**Aim of the exercise**
What do the lines say from the one containing "</instance>" to the end of the records? Restate them word for word, and only those.
=== Section Start ===
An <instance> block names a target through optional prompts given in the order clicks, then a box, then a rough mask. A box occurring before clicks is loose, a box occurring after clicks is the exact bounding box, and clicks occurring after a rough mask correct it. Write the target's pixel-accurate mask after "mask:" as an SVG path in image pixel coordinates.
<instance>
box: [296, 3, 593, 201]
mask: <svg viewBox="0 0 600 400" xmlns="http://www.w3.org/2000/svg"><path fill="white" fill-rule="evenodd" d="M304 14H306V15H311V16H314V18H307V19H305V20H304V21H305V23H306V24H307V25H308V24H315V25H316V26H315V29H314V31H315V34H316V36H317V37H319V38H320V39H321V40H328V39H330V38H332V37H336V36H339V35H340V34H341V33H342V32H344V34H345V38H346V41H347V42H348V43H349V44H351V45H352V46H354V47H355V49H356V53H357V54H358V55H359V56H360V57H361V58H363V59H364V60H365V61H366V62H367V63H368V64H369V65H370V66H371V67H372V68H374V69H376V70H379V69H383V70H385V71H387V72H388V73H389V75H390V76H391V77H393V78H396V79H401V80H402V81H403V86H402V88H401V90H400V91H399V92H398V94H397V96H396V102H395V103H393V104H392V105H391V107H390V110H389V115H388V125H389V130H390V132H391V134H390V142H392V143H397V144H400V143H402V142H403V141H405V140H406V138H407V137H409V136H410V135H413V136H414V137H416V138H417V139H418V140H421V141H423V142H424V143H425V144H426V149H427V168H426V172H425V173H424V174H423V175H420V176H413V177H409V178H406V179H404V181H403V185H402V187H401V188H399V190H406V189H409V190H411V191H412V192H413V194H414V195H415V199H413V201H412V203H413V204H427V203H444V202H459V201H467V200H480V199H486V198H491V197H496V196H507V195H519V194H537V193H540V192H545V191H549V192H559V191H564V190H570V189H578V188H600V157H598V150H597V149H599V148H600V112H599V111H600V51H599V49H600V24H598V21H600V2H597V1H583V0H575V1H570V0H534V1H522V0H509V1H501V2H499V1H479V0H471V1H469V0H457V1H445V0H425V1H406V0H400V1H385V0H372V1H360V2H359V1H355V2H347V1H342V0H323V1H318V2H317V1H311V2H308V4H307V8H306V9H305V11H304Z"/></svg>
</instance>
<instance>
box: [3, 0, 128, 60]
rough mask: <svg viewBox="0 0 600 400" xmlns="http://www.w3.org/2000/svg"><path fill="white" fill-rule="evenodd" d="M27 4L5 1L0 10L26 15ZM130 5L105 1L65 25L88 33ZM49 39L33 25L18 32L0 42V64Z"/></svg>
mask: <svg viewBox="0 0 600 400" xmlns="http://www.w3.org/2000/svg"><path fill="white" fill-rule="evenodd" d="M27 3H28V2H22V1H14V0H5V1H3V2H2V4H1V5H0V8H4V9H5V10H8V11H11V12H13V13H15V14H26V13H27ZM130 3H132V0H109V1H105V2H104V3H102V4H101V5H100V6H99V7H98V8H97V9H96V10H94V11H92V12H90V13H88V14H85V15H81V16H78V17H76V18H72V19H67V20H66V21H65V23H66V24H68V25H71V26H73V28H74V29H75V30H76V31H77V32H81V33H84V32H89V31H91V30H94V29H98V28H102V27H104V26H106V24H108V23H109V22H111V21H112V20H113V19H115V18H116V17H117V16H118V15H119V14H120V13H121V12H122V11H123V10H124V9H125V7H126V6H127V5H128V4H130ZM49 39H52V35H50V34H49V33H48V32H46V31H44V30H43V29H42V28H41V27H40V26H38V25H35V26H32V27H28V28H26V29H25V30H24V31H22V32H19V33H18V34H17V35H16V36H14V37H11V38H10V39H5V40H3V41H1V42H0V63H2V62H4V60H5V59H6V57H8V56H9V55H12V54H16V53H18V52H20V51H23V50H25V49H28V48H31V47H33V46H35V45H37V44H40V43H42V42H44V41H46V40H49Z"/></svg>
=== Section End ===
**Result of this exercise**
</instance>
<instance>
box: [3, 0, 128, 60]
rough mask: <svg viewBox="0 0 600 400" xmlns="http://www.w3.org/2000/svg"><path fill="white" fill-rule="evenodd" d="M27 4L5 1L0 10L26 15ZM130 5L105 1L65 25L88 33ZM49 39L33 25L18 32L0 42V64Z"/></svg>
mask: <svg viewBox="0 0 600 400" xmlns="http://www.w3.org/2000/svg"><path fill="white" fill-rule="evenodd" d="M27 3H28V2H22V1H14V0H5V1H3V2H2V4H1V5H0V8H4V9H5V10H8V11H11V12H13V13H15V14H26V13H27ZM130 3H132V0H109V1H105V2H104V3H102V4H101V5H100V6H99V7H98V8H97V9H96V10H94V11H92V12H90V13H88V14H85V15H81V16H78V17H76V18H72V19H67V20H66V21H65V23H66V24H68V25H71V26H73V28H74V29H75V30H76V31H77V32H81V33H84V32H89V31H91V30H94V29H98V28H102V27H104V26H106V24H108V23H109V22H111V21H112V20H113V19H115V18H116V17H117V16H118V15H119V14H120V13H121V12H122V11H123V10H124V9H125V7H126V6H127V5H128V4H130ZM49 39H52V35H50V34H49V33H48V32H46V31H44V30H43V29H42V28H41V27H40V26H38V25H35V26H32V27H28V28H26V29H25V30H24V31H22V32H19V33H18V34H17V35H16V36H14V37H11V38H10V39H5V40H3V41H1V42H0V63H2V62H4V60H5V59H6V57H8V56H9V55H12V54H16V53H18V52H20V51H23V50H25V49H28V48H31V47H33V46H35V45H37V44H40V43H42V42H44V41H46V40H49Z"/></svg>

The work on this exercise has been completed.